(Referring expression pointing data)
--------------------------------
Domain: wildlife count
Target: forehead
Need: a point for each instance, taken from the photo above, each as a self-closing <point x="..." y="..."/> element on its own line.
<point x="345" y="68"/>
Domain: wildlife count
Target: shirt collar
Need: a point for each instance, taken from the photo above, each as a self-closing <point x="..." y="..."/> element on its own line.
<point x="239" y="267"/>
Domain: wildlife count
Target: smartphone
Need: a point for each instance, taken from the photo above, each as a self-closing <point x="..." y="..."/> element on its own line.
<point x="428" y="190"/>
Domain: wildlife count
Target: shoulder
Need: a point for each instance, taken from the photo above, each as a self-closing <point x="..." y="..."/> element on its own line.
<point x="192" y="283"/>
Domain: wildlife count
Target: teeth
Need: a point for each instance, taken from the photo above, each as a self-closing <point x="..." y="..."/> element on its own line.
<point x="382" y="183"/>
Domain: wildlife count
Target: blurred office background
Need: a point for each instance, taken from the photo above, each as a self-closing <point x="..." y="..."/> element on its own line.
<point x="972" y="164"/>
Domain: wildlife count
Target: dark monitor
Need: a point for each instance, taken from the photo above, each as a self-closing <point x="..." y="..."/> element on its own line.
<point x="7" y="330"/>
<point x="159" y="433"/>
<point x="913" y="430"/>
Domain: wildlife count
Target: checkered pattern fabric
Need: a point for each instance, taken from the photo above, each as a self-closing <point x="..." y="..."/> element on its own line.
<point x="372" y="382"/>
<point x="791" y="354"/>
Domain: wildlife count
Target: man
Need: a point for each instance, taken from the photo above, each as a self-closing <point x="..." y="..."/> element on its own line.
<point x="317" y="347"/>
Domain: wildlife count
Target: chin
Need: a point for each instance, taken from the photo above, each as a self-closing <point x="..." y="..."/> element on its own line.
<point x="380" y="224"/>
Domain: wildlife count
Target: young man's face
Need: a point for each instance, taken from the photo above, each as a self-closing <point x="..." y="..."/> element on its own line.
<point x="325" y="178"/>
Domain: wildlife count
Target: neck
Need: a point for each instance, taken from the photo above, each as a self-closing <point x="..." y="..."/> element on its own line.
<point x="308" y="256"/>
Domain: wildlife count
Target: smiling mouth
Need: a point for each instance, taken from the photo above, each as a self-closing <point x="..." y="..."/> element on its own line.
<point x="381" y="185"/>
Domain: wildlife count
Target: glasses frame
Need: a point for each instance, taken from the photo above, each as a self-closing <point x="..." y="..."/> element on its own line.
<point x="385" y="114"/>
--------------------------------
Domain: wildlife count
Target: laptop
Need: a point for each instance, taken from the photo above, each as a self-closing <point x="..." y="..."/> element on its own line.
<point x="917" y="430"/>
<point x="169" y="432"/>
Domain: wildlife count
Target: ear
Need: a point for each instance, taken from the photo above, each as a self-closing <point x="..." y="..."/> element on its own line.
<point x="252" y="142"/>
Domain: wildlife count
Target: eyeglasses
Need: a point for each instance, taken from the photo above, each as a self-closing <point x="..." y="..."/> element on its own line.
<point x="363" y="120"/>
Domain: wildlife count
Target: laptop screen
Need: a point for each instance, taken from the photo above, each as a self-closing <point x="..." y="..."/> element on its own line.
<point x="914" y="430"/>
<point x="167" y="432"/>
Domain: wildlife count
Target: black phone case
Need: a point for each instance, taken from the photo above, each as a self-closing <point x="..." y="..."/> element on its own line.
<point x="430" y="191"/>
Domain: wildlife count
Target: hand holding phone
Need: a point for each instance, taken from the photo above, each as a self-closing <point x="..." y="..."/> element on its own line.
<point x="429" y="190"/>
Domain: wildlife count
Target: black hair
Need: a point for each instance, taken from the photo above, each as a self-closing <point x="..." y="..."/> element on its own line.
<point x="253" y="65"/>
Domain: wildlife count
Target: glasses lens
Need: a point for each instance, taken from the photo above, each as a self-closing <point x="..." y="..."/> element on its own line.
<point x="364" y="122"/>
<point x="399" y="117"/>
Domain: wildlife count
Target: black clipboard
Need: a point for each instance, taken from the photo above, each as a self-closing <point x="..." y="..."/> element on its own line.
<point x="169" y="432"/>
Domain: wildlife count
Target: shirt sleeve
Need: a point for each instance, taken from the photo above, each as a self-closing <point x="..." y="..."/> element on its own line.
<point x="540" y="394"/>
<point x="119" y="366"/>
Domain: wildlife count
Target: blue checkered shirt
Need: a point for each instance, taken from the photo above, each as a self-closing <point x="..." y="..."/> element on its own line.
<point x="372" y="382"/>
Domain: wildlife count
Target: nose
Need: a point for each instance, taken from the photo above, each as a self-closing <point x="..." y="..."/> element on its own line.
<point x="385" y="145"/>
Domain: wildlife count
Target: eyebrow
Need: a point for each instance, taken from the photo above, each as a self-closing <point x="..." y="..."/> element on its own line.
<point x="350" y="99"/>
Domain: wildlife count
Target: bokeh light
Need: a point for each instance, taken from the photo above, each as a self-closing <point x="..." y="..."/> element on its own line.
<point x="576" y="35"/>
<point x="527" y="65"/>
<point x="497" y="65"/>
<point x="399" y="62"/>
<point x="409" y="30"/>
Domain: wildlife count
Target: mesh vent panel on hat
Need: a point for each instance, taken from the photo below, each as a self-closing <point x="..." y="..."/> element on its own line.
--------------------------------
What you are asked to do:
Pull out the lines above in which the word "laptop" appears.

Response area:
Target: laptop
Target: laptop screen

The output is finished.